### WORK TO DO:
Please output exactly the run of lines that starts at the line with "like [24, 204]." and ends at the last line of the records below.

☆ ☆ ☆ ☆ ☆

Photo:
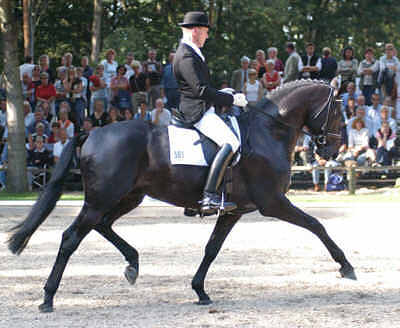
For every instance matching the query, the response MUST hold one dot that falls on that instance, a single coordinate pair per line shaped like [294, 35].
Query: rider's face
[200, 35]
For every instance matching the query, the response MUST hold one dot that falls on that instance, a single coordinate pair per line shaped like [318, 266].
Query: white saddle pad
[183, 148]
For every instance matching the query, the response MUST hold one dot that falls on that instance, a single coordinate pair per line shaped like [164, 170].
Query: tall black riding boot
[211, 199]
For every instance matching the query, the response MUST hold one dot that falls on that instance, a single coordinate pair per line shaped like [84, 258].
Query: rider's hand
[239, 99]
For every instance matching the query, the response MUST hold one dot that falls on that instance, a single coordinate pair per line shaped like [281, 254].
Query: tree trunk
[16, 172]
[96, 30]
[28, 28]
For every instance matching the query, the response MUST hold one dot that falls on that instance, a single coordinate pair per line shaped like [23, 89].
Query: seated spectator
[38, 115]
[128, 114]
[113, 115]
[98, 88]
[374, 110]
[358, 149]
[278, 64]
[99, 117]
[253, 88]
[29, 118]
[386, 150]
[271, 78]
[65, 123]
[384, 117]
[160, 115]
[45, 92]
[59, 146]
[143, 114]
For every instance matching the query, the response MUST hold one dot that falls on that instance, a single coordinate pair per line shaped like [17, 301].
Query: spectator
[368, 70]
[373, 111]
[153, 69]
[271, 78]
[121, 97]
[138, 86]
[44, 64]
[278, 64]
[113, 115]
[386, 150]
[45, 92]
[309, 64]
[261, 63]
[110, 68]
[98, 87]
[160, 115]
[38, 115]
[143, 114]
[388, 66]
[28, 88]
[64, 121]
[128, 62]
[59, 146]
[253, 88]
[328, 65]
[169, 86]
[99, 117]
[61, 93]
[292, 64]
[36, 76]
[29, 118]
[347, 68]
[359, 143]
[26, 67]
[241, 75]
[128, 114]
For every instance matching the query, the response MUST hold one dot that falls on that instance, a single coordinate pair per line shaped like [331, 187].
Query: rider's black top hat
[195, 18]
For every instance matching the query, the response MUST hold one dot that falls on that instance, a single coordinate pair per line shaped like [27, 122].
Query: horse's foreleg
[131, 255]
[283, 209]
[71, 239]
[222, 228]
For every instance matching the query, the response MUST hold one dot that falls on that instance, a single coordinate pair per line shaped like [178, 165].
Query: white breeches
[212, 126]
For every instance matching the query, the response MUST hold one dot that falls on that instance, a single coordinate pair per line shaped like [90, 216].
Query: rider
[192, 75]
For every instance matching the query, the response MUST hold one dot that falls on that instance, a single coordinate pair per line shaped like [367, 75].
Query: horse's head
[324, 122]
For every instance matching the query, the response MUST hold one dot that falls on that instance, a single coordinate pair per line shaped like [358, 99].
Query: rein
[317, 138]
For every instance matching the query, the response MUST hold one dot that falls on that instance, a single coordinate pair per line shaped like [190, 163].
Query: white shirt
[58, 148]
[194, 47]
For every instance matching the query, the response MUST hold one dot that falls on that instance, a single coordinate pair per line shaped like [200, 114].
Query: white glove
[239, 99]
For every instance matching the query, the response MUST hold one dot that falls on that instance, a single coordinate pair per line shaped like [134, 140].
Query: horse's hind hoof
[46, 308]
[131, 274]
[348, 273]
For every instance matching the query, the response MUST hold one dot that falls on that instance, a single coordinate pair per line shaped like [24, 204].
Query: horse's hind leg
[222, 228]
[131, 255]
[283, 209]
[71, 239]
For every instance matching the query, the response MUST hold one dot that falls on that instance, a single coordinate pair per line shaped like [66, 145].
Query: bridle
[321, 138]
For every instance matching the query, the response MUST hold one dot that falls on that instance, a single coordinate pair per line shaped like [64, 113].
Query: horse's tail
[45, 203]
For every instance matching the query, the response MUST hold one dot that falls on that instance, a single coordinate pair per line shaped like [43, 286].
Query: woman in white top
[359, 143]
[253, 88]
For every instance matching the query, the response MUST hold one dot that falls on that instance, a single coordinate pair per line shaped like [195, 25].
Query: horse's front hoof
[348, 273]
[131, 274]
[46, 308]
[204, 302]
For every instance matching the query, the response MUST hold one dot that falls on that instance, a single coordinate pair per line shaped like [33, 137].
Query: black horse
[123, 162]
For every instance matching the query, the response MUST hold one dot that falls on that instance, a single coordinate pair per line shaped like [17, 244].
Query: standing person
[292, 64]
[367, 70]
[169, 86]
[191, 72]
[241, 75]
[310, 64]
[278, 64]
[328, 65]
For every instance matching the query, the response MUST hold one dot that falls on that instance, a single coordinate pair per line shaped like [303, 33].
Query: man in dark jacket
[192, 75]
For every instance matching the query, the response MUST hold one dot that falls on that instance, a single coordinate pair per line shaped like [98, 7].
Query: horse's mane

☆ ☆ ☆ ☆ ☆

### TASK OUTPUT:
For every instance matching the query, the response MUST hold one dot that falls on that instance, a single coordinate pair per line shaped like [24, 204].
Query: horse's hind leg
[222, 228]
[131, 255]
[283, 209]
[71, 239]
For every instance matching the query, the response MUST hold one dot that falls on that instance, a single coordinate pair per line shaped like [66, 145].
Query: bridle
[321, 138]
For every instance matching the query, the response MUST hold one dot that falls on that instance, a single coordinate pair per line shaped like [64, 113].
Query: horse's tail
[45, 203]
For every instance matching the query, the response MUST hold one dot that falls on that instance, a single coordinate pair per line shaped like [43, 286].
Query: woman in white top
[359, 143]
[253, 88]
For every instance matching the query, the response MUST hold one dot that falls on that instance, a single coordinate pair per line shaped like [195, 25].
Query: horse's front hoof
[348, 273]
[131, 274]
[46, 308]
[204, 302]
For every instance matching the query, the response MUST hold one dot that falls on that instance, a single coordinate pair per line shaped like [33, 137].
Query: black horse
[123, 162]
For every instance matching the query, the response MUST hold one dot that falls on that instance, a single coordinate pair per line shaped like [17, 244].
Query: standing person
[292, 64]
[367, 70]
[169, 86]
[191, 72]
[241, 75]
[310, 64]
[278, 64]
[328, 65]
For every instance matching the query, the response MUST hold one dot that falls on that instance, a single coordinate pair per line shaped like [303, 33].
Query: man in dark jacket
[192, 75]
For every instance matching the query, the response MUST hold one dot that falls on that instance, a single coordinate pair per line shaped like [98, 7].
Query: horse's mane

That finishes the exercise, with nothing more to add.